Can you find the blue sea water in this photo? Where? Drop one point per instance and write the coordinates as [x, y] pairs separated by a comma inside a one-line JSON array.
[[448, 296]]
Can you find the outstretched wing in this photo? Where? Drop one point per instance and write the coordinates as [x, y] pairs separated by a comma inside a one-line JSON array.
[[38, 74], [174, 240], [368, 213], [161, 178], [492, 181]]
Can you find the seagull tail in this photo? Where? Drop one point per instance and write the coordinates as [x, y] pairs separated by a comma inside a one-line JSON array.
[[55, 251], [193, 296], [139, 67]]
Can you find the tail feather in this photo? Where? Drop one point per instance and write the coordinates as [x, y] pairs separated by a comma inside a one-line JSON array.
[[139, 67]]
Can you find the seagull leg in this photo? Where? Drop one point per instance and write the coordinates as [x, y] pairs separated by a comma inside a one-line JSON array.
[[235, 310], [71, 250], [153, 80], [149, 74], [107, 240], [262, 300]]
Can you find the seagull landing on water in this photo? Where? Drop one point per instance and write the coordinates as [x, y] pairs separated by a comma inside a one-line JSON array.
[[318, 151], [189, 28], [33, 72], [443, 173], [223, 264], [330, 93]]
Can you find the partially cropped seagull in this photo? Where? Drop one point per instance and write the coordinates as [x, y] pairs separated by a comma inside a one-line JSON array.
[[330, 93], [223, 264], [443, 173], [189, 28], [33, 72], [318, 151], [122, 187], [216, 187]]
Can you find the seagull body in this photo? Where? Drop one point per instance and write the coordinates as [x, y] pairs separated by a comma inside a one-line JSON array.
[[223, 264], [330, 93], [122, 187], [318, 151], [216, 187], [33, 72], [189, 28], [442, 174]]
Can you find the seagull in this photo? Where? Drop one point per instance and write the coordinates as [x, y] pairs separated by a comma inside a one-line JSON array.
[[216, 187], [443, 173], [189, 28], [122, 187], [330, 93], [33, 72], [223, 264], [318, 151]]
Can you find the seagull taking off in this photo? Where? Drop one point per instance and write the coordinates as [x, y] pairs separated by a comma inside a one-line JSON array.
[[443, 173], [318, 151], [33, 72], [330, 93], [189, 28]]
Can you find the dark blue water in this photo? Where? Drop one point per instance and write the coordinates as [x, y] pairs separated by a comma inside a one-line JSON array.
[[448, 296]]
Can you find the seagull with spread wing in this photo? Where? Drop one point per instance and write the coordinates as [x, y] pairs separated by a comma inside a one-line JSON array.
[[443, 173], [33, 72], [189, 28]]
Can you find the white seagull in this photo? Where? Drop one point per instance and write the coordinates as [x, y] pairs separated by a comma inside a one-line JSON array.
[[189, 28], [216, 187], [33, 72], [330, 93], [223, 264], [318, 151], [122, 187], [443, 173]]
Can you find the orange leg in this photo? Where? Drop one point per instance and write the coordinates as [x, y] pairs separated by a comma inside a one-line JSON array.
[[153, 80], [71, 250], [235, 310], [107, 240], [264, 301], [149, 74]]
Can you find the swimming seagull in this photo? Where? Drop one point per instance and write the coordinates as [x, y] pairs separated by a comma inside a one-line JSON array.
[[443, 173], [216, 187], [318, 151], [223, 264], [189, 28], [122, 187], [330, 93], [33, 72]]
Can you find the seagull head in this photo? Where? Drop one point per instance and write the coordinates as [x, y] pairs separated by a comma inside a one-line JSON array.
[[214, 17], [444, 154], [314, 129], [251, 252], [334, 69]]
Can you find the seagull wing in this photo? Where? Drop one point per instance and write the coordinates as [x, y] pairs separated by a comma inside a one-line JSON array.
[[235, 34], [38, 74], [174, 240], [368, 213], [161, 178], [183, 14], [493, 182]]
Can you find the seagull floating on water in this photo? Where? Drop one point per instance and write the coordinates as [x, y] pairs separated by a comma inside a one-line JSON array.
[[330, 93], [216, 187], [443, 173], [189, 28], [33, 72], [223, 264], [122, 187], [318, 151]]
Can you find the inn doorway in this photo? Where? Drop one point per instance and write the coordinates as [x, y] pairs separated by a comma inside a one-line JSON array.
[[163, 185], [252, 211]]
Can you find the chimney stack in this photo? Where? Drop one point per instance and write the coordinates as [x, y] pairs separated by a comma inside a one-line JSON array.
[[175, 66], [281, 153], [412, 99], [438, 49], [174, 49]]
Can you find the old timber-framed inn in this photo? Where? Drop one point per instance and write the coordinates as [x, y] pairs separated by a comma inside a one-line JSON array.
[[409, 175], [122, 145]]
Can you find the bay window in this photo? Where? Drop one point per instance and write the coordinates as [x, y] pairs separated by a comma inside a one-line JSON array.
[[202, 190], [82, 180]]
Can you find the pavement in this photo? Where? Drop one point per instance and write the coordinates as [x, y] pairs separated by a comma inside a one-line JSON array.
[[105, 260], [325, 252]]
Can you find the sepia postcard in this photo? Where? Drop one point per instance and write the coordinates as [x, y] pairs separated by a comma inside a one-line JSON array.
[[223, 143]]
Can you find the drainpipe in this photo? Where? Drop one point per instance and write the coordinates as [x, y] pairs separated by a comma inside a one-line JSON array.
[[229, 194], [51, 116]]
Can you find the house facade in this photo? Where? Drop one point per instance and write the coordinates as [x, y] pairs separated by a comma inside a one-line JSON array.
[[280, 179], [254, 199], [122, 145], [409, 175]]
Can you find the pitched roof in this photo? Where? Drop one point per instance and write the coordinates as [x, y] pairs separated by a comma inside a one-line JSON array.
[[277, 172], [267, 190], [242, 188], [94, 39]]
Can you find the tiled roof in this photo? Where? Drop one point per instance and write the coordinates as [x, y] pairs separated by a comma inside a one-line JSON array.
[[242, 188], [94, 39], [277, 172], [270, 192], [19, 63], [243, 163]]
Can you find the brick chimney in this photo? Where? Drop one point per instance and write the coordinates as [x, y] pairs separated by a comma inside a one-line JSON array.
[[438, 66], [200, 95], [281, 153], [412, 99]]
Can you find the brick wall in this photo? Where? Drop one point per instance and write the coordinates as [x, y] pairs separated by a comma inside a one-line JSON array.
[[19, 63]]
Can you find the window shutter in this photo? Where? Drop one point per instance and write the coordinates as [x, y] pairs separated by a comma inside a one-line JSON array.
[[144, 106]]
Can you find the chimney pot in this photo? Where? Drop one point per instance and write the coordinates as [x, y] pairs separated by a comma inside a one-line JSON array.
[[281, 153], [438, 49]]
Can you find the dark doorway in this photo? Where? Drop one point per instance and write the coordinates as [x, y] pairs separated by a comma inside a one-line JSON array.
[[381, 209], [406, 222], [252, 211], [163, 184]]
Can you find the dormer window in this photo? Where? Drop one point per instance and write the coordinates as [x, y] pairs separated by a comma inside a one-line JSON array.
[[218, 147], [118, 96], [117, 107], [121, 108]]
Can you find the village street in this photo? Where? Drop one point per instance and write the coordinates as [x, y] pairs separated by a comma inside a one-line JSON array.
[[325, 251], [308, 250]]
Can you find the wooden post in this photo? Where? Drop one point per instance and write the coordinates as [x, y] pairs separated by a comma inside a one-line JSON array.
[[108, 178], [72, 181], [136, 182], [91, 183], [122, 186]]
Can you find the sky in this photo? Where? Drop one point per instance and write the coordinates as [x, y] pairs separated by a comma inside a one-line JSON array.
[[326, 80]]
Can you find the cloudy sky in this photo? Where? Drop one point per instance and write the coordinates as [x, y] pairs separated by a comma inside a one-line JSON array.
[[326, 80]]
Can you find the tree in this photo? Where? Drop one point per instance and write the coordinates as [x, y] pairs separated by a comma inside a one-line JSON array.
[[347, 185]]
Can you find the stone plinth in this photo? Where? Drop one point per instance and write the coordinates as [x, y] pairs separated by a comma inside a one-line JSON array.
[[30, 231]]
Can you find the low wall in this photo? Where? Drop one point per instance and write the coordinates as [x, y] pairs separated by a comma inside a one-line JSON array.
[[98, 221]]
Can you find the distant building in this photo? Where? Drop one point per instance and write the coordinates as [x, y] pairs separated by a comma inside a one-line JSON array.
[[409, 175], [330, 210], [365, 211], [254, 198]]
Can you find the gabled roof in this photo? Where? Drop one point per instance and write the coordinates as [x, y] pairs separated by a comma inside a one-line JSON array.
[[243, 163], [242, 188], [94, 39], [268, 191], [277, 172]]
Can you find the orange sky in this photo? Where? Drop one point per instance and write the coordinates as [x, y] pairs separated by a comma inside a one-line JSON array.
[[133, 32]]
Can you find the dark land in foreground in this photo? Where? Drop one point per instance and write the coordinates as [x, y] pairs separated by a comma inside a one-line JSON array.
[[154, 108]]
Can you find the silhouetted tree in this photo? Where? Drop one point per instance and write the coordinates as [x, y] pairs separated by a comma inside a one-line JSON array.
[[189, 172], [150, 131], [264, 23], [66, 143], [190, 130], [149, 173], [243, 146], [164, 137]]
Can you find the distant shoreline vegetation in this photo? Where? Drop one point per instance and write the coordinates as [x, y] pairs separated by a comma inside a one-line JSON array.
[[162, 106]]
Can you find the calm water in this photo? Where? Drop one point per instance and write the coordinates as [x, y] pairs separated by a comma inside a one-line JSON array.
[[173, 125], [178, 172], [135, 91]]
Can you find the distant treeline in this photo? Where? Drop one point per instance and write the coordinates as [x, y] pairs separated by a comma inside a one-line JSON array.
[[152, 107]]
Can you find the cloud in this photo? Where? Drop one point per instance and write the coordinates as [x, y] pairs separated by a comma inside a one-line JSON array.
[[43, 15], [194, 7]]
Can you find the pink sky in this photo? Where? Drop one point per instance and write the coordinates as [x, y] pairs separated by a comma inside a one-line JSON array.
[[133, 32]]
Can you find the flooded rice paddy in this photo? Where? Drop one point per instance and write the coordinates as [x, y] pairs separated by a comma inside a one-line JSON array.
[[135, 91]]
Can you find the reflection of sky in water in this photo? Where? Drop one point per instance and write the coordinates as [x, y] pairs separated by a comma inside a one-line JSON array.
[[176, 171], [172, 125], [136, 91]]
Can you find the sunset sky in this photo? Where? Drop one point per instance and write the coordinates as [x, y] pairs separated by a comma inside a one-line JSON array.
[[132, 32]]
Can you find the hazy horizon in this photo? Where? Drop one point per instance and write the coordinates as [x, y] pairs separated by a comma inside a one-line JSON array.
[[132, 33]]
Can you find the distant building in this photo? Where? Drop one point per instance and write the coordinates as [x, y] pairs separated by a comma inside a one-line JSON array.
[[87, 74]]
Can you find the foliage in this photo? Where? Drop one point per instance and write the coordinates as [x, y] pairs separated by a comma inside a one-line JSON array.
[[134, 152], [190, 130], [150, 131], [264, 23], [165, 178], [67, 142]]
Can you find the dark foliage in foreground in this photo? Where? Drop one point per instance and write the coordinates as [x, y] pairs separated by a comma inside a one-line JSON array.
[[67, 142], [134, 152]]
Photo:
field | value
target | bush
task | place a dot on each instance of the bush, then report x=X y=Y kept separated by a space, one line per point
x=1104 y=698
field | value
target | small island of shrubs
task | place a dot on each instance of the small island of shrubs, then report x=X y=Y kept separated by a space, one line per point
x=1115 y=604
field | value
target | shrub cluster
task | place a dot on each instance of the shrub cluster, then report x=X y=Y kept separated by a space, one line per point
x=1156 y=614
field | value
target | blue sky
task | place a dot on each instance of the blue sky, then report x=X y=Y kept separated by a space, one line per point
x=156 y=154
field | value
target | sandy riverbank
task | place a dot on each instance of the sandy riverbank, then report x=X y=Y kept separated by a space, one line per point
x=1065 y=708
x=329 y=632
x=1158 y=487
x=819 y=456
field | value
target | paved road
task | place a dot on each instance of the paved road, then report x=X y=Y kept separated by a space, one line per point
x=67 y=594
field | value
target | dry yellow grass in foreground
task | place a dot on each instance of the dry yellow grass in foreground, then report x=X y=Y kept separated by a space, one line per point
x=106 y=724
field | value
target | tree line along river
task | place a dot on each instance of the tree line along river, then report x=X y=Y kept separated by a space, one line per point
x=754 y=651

════════════════════

*TASK REQUIREMENTS*
Out of the entries, pull every line that mentions "target".

*RESPONSE*
target | bush
target | small island of shrubs
target | shrub cluster
target | blue sky
target | sandy riverbank
target | paved road
target | dry yellow grass in foreground
target | tree line along river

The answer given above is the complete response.